-------- SUPPLIED MATERIAL --------

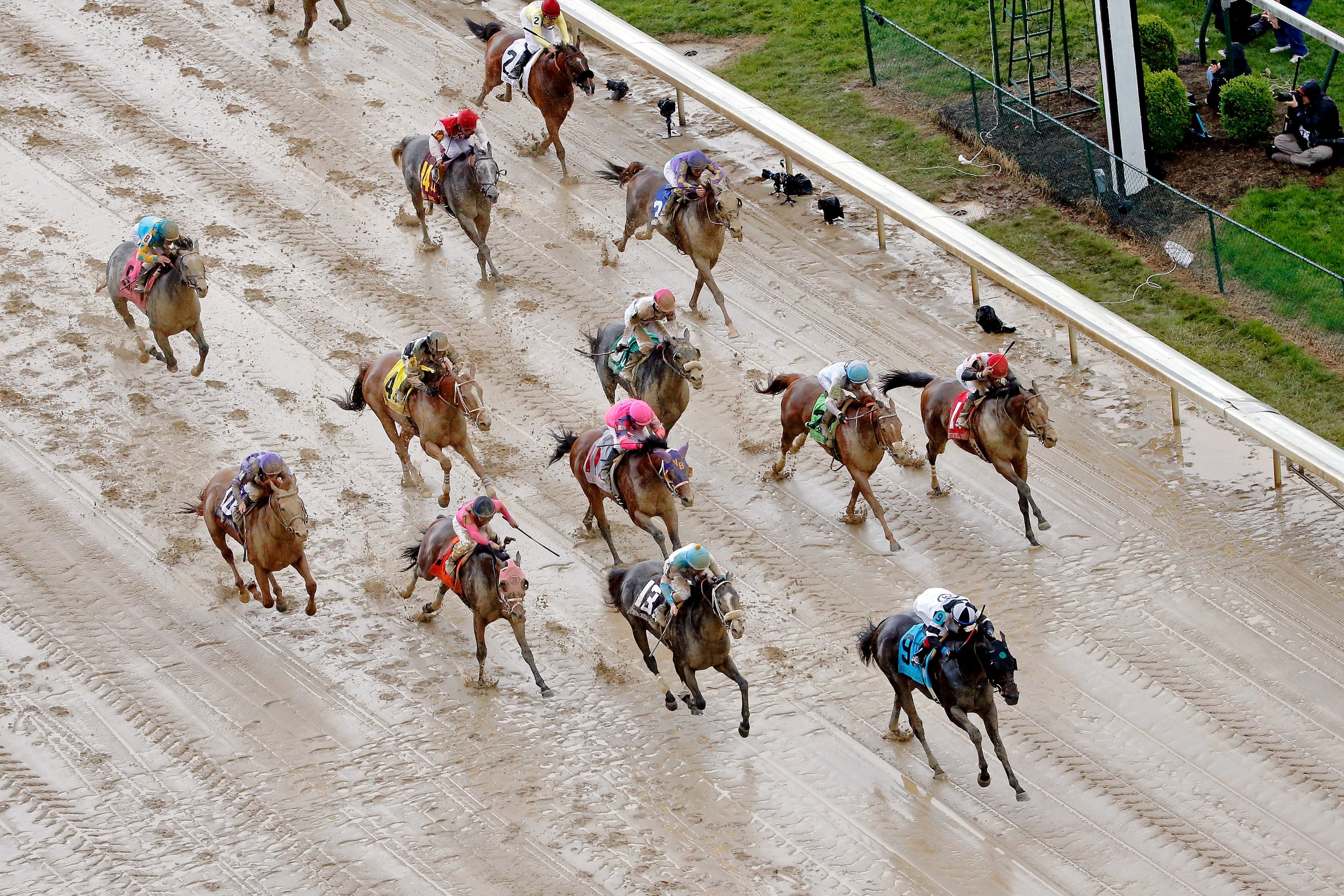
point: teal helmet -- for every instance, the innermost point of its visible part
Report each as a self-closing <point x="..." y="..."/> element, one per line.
<point x="856" y="371"/>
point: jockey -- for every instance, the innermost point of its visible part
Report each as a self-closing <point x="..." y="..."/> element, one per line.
<point x="158" y="238"/>
<point x="429" y="356"/>
<point x="648" y="313"/>
<point x="945" y="615"/>
<point x="261" y="475"/>
<point x="683" y="570"/>
<point x="545" y="28"/>
<point x="982" y="372"/>
<point x="631" y="421"/>
<point x="684" y="174"/>
<point x="453" y="135"/>
<point x="472" y="524"/>
<point x="842" y="382"/>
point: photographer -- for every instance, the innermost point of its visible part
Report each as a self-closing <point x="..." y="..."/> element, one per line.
<point x="1312" y="131"/>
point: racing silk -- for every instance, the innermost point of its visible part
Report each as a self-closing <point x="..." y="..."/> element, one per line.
<point x="627" y="431"/>
<point x="468" y="521"/>
<point x="678" y="171"/>
<point x="538" y="35"/>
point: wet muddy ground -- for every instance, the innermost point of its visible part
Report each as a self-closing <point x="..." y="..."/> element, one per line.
<point x="1179" y="632"/>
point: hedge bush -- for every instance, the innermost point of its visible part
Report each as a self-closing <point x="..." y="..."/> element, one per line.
<point x="1168" y="113"/>
<point x="1246" y="105"/>
<point x="1156" y="44"/>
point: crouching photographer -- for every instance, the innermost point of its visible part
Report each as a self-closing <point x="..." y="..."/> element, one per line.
<point x="1312" y="131"/>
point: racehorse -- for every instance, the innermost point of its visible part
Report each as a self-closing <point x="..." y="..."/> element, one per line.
<point x="483" y="591"/>
<point x="963" y="680"/>
<point x="999" y="428"/>
<point x="173" y="304"/>
<point x="439" y="418"/>
<point x="698" y="227"/>
<point x="550" y="85"/>
<point x="869" y="429"/>
<point x="273" y="537"/>
<point x="468" y="191"/>
<point x="663" y="379"/>
<point x="311" y="17"/>
<point x="698" y="634"/>
<point x="651" y="480"/>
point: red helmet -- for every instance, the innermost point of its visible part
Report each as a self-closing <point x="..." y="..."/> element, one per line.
<point x="641" y="413"/>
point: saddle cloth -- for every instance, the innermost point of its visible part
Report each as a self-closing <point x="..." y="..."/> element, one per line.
<point x="910" y="642"/>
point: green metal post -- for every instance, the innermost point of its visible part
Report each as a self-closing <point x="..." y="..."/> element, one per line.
<point x="867" y="42"/>
<point x="1218" y="264"/>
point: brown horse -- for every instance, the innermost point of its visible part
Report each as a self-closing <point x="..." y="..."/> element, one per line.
<point x="869" y="429"/>
<point x="275" y="534"/>
<point x="550" y="85"/>
<point x="698" y="227"/>
<point x="484" y="594"/>
<point x="999" y="432"/>
<point x="311" y="17"/>
<point x="651" y="481"/>
<point x="439" y="418"/>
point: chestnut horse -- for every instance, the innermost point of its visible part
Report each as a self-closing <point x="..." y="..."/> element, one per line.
<point x="550" y="85"/>
<point x="651" y="481"/>
<point x="439" y="418"/>
<point x="273" y="537"/>
<point x="869" y="429"/>
<point x="999" y="428"/>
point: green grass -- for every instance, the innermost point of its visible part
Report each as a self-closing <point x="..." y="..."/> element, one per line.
<point x="1248" y="354"/>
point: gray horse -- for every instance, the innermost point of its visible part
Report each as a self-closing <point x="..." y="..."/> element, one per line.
<point x="663" y="379"/>
<point x="468" y="192"/>
<point x="698" y="227"/>
<point x="964" y="680"/>
<point x="173" y="304"/>
<point x="698" y="634"/>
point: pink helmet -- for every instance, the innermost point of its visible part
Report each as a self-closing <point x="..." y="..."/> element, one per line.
<point x="641" y="413"/>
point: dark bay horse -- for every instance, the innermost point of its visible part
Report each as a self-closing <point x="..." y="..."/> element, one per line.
<point x="173" y="304"/>
<point x="484" y="594"/>
<point x="440" y="418"/>
<point x="698" y="634"/>
<point x="663" y="379"/>
<point x="469" y="191"/>
<point x="1000" y="428"/>
<point x="699" y="226"/>
<point x="964" y="682"/>
<point x="870" y="428"/>
<point x="550" y="85"/>
<point x="651" y="480"/>
<point x="273" y="537"/>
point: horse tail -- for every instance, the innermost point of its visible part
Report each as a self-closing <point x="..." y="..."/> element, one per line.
<point x="354" y="401"/>
<point x="614" y="579"/>
<point x="778" y="383"/>
<point x="896" y="379"/>
<point x="399" y="149"/>
<point x="484" y="31"/>
<point x="565" y="440"/>
<point x="867" y="637"/>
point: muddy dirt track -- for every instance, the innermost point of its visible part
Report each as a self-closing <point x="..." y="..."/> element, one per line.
<point x="1179" y="632"/>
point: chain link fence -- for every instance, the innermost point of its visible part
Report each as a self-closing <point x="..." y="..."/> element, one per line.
<point x="1302" y="299"/>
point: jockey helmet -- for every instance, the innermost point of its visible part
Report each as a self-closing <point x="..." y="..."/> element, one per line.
<point x="698" y="558"/>
<point x="483" y="510"/>
<point x="641" y="413"/>
<point x="437" y="342"/>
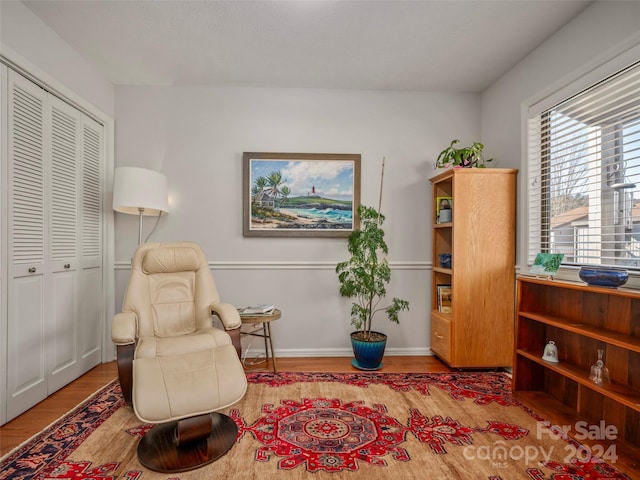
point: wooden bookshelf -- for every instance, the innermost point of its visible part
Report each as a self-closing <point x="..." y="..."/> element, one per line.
<point x="478" y="332"/>
<point x="581" y="319"/>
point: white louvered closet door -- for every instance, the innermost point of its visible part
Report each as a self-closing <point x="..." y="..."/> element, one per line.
<point x="90" y="270"/>
<point x="26" y="362"/>
<point x="55" y="304"/>
<point x="62" y="288"/>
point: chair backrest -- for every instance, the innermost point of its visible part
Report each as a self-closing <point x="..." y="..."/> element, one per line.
<point x="171" y="289"/>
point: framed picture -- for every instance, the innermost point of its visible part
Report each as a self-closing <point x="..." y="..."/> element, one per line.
<point x="300" y="194"/>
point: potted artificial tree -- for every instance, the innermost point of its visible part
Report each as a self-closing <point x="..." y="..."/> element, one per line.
<point x="364" y="277"/>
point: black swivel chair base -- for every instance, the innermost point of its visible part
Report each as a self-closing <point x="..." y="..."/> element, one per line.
<point x="187" y="444"/>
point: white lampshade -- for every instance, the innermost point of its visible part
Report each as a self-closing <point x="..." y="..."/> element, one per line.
<point x="140" y="191"/>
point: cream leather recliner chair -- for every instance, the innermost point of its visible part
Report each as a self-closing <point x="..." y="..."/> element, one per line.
<point x="174" y="366"/>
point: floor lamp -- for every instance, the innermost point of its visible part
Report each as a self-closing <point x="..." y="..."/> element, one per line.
<point x="142" y="192"/>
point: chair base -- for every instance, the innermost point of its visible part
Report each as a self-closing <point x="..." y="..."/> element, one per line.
<point x="159" y="450"/>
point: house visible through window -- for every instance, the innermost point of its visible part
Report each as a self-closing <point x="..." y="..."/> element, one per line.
<point x="584" y="175"/>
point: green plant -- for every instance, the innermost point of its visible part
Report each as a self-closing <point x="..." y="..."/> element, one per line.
<point x="462" y="157"/>
<point x="365" y="275"/>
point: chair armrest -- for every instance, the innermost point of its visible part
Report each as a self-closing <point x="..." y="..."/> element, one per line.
<point x="228" y="315"/>
<point x="123" y="328"/>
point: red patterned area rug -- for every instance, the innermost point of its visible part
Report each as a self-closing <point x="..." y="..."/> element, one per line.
<point x="329" y="425"/>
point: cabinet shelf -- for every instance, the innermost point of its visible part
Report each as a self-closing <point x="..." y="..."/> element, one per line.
<point x="446" y="271"/>
<point x="580" y="319"/>
<point x="619" y="392"/>
<point x="619" y="339"/>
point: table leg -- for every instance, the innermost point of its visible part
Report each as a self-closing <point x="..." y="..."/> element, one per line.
<point x="273" y="355"/>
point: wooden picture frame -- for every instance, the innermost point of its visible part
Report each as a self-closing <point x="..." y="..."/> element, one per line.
<point x="300" y="194"/>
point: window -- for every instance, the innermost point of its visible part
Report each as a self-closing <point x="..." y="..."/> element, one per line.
<point x="584" y="175"/>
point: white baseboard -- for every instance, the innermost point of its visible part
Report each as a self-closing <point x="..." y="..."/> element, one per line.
<point x="333" y="352"/>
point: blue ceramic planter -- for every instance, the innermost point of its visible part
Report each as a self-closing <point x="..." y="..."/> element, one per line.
<point x="604" y="276"/>
<point x="368" y="354"/>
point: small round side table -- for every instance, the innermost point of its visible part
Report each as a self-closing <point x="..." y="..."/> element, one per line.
<point x="262" y="328"/>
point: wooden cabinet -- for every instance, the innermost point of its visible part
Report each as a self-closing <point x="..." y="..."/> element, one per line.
<point x="478" y="330"/>
<point x="581" y="319"/>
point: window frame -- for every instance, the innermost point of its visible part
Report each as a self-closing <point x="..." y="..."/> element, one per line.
<point x="582" y="79"/>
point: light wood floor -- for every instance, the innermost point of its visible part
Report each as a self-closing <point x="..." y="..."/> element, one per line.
<point x="49" y="410"/>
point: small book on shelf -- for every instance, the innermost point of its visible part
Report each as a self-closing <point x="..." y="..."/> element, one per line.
<point x="258" y="309"/>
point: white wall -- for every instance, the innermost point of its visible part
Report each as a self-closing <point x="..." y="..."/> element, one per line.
<point x="32" y="46"/>
<point x="26" y="39"/>
<point x="196" y="136"/>
<point x="601" y="32"/>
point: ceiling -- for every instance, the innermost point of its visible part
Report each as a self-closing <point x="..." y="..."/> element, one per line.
<point x="428" y="45"/>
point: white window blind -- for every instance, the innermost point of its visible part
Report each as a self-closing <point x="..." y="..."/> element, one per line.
<point x="584" y="175"/>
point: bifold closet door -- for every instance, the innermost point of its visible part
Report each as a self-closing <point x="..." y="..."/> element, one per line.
<point x="26" y="239"/>
<point x="90" y="299"/>
<point x="54" y="239"/>
<point x="61" y="290"/>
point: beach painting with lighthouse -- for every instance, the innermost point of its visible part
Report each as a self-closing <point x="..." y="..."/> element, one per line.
<point x="300" y="194"/>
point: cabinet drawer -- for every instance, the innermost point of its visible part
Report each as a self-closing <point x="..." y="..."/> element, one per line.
<point x="441" y="337"/>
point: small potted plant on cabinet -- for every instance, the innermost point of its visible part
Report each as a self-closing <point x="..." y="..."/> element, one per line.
<point x="462" y="157"/>
<point x="364" y="277"/>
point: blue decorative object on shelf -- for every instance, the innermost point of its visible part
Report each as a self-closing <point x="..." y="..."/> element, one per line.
<point x="604" y="276"/>
<point x="445" y="260"/>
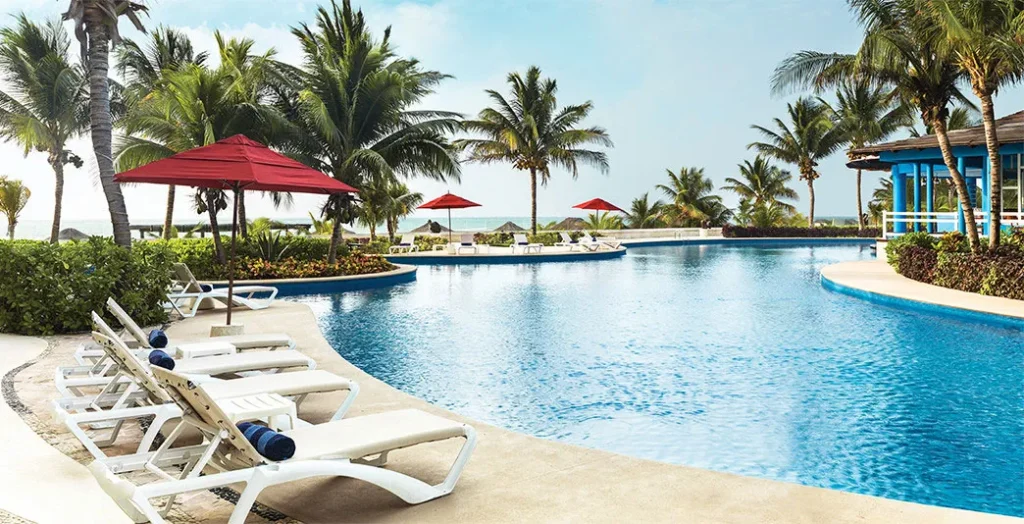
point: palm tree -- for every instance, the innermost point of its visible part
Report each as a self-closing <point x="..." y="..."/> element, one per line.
<point x="44" y="104"/>
<point x="813" y="136"/>
<point x="96" y="29"/>
<point x="13" y="198"/>
<point x="357" y="112"/>
<point x="901" y="50"/>
<point x="869" y="115"/>
<point x="692" y="203"/>
<point x="142" y="70"/>
<point x="985" y="39"/>
<point x="644" y="214"/>
<point x="763" y="183"/>
<point x="529" y="131"/>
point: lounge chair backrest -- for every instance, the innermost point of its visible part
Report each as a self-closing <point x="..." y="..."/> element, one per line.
<point x="126" y="359"/>
<point x="184" y="277"/>
<point x="195" y="401"/>
<point x="128" y="322"/>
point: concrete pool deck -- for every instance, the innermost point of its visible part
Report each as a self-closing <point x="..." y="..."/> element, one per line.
<point x="511" y="477"/>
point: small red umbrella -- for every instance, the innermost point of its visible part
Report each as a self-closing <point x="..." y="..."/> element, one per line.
<point x="450" y="202"/>
<point x="235" y="164"/>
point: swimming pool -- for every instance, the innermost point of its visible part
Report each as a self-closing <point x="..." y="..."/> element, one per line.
<point x="730" y="358"/>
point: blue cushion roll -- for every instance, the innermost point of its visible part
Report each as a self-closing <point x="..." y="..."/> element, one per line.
<point x="267" y="442"/>
<point x="160" y="358"/>
<point x="158" y="339"/>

--------

## JOB
Pass over all pictures while writing out the lines from the line with "point: cabinet drawer" through the last line exactly.

## TASK RESULT
point: cabinet drawer -- for every instance, the innermost point of its visible part
Report each as a self-closing <point x="..." y="..."/> element, one per line.
<point x="441" y="337"/>
point: small potted plant on cabinet -- for every instance, the innermost point of its visible part
Report each as a self-closing <point x="..." y="..."/> element, one per line.
<point x="462" y="157"/>
<point x="364" y="277"/>
point: blue decorative object on shelf -- for every instance, the innermost point of its visible part
Report each as a self-closing <point x="..." y="..."/> element, one per line.
<point x="604" y="276"/>
<point x="445" y="260"/>
point: palm tree -- for every instance, the innermost point of its visible part
Report each as a self-closing <point x="..." y="..."/> element, one per line.
<point x="44" y="104"/>
<point x="813" y="136"/>
<point x="96" y="29"/>
<point x="13" y="198"/>
<point x="357" y="112"/>
<point x="901" y="50"/>
<point x="869" y="115"/>
<point x="692" y="203"/>
<point x="142" y="70"/>
<point x="985" y="39"/>
<point x="644" y="214"/>
<point x="763" y="183"/>
<point x="529" y="131"/>
point: lounge chair backrest -- for every instance, the innermost point of its visible part
Report each as a self-closing <point x="..." y="..."/> element, one per line.
<point x="126" y="359"/>
<point x="184" y="277"/>
<point x="195" y="401"/>
<point x="128" y="322"/>
point: concrete pool deck -- for every instance, the innermost point of its visible part
Report each as a self-closing <point x="..." y="..."/> element, one per line.
<point x="511" y="477"/>
point: small red umbrella -- for every instance, the innermost point of its visible part
Report each as a self-closing <point x="..." y="..."/> element, one per line.
<point x="450" y="202"/>
<point x="235" y="164"/>
point: swimming pool -- for every instance, the innermost point of its visible part
Report each as a self-closing <point x="..." y="..."/> element, one per line.
<point x="730" y="358"/>
point: blue cushion roll -- for every instance, the innermost point of its visible part
Report each as a self-closing <point x="..." y="..."/> element, one per line.
<point x="267" y="442"/>
<point x="160" y="358"/>
<point x="158" y="339"/>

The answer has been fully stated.